Output the line containing "# test: mark the snow-covered slope, one" and all subsequent lines of the listing below, copied exactly, with no other lines.
....................
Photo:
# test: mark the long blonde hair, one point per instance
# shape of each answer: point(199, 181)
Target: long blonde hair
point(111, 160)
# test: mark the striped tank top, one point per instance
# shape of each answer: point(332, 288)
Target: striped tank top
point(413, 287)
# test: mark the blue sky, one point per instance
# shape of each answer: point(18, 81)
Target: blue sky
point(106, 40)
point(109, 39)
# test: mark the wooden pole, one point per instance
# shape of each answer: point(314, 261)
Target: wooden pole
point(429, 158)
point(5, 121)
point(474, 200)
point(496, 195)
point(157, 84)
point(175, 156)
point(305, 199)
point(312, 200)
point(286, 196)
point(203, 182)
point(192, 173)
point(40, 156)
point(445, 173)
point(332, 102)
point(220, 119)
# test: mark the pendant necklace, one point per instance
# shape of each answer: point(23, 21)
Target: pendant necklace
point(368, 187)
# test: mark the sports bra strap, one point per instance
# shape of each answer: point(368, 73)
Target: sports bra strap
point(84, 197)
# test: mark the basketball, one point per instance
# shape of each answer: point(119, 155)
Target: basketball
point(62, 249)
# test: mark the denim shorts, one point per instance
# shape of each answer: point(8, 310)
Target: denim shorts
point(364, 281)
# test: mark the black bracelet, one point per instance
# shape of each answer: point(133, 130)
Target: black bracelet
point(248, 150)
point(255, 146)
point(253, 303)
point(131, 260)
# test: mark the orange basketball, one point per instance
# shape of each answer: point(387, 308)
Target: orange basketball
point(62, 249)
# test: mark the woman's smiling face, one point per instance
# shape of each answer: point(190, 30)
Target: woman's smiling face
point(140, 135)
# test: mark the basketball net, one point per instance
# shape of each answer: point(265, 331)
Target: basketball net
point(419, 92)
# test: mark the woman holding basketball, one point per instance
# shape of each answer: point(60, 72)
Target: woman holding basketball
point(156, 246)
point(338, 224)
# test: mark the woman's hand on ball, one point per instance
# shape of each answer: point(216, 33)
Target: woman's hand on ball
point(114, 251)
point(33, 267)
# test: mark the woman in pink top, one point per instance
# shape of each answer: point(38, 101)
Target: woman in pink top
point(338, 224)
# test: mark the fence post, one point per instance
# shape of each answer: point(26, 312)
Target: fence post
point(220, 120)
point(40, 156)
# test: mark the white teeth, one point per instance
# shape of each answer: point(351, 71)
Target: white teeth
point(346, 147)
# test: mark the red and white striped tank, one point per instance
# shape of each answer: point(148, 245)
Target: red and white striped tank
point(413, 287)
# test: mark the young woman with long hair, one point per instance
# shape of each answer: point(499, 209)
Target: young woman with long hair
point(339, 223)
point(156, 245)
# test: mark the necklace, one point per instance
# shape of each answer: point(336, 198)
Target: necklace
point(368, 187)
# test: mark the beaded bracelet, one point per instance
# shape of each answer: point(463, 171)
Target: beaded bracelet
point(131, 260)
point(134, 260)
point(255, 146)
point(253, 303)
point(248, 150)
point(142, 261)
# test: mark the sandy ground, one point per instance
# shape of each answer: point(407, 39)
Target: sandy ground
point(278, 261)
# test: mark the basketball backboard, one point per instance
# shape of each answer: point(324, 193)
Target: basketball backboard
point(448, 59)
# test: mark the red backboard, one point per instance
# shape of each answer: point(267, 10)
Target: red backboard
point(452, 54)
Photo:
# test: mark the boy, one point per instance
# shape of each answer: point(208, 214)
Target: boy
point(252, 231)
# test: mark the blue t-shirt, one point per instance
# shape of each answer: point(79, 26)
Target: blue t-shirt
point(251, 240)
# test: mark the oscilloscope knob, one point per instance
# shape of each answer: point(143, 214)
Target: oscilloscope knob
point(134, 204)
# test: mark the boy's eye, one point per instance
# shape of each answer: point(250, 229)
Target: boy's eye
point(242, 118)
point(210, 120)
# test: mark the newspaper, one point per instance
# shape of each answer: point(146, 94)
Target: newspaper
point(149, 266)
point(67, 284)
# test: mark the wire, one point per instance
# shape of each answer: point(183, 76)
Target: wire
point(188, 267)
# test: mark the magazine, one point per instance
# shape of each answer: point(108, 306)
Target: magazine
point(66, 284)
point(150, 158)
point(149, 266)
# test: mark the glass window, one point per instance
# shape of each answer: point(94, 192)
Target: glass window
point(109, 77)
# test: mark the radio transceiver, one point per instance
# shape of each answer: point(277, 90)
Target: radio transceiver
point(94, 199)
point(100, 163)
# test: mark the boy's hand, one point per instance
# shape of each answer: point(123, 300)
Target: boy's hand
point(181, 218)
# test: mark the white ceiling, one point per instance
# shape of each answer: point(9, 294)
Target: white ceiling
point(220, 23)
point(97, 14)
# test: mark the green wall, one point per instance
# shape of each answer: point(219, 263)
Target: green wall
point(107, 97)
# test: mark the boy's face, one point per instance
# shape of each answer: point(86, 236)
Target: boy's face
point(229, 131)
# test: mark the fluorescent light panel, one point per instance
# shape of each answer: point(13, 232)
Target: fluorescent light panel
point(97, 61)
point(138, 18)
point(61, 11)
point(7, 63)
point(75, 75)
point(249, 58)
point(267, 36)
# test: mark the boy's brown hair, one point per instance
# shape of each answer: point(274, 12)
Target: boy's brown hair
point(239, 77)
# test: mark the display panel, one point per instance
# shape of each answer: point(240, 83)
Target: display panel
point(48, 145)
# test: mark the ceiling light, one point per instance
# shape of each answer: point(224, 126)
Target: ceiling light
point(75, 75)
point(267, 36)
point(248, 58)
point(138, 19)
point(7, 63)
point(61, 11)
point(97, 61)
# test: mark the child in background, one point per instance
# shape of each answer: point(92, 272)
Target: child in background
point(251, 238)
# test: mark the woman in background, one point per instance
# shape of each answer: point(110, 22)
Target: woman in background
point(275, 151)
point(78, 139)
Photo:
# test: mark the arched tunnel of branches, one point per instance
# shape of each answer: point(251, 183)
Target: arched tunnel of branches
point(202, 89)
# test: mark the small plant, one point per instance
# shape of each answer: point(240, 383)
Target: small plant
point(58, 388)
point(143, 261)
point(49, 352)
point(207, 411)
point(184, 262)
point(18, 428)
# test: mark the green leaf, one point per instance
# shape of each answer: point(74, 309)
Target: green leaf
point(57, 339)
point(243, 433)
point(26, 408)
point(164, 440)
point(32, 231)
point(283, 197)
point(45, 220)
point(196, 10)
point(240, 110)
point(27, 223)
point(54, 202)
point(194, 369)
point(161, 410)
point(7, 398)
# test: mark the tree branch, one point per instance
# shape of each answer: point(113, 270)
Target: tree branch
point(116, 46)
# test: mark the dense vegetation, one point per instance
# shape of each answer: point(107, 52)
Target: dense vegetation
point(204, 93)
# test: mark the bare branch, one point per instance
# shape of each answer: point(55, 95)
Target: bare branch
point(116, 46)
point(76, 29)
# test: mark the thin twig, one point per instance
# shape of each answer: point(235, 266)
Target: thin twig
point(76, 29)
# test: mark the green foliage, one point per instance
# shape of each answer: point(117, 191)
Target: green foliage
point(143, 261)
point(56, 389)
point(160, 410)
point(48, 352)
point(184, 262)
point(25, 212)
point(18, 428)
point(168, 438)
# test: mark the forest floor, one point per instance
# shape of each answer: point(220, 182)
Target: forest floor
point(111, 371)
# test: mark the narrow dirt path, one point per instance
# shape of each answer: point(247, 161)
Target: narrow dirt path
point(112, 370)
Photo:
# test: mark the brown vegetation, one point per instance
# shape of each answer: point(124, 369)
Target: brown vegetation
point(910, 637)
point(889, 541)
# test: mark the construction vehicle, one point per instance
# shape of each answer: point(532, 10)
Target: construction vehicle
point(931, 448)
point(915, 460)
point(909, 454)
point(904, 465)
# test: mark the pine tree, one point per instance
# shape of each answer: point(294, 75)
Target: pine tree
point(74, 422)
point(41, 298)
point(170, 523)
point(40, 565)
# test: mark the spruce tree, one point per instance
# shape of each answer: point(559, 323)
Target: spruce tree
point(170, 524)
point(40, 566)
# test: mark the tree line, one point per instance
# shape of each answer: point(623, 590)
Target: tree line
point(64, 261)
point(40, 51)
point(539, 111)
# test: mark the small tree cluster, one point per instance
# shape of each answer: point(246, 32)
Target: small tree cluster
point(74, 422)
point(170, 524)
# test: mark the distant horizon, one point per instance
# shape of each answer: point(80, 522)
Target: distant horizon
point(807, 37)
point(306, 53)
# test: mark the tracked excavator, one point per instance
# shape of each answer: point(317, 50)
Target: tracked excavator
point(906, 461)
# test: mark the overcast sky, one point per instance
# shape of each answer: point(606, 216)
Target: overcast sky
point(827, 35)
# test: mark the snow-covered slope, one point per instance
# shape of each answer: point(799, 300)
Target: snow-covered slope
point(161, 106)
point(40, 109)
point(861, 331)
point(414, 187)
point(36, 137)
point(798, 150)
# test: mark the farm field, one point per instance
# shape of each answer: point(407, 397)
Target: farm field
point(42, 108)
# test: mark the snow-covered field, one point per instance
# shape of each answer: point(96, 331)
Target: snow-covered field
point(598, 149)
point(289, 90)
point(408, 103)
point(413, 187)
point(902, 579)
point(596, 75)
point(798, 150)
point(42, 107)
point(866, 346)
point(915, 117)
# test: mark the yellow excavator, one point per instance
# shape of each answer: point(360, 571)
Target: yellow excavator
....................
Correct response:
# test: mark the snow-covered slope, one point per instance
# shape of each answer: point(799, 300)
Target: snow-covered slope
point(161, 106)
point(40, 109)
point(861, 331)
point(414, 187)
point(36, 137)
point(798, 150)
# test: mark the farm field, one point per instance
# shape of each answer: point(407, 397)
Target: farm field
point(42, 108)
# test: mark the snow-covered field, one point per instance
# shape of each answer: point(96, 331)
Target: snow-covered field
point(598, 149)
point(289, 90)
point(408, 103)
point(413, 187)
point(902, 579)
point(596, 75)
point(798, 150)
point(42, 107)
point(866, 346)
point(915, 117)
# test: mark the yellow excavator, one point per instance
# shape of each answer: point(360, 571)
Target: yellow excavator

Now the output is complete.